:: Excerpt ::
————
Kasper de Graaf's picture
Making in the digital age
Kasper de Graaf, 18 October 2015

image

This article first appeared in Document 15

Oct 18, 2015. Made You Look, a Look & Yes documentary by Paul O’Connor and Anthony Peters, offers a fascinating glimpse into the techniques and inspirations of a wide range of contemporary makers: artists, designers, printers, illustrators and others who create physical objects in the digital age or who work at the interface between physical and virtual. DM15 put on a screening followed by a Q&A with producer David Waterson and some of the featured artists.

What they have in common is a passion for making – from Ben O’Brien saying it’s “human instinct to want to make something” to Fred Deakin acknowledging his “creative itch” and Helen Musselwhite using her scalpel like a pencil (sometimes leaving her DNA splashed on the work). Sophie Dauvois and her team at Okido art and science magazine for 3-7 year-olds are eager to pass on that bug and it is really not so far-fetched to see making as the hot new thing.
————
:: Supplied information ::
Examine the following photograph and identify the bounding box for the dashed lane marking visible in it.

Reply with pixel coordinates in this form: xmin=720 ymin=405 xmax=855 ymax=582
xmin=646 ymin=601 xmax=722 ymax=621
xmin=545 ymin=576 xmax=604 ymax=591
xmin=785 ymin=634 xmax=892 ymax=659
————
In the article on making in the digital age, list every person named in the paragraph that begins "What they have in common."

:: Task answer ::
Ben O’Brien, Fred Deakin, Helen Musselwhite, Sophie Dauvois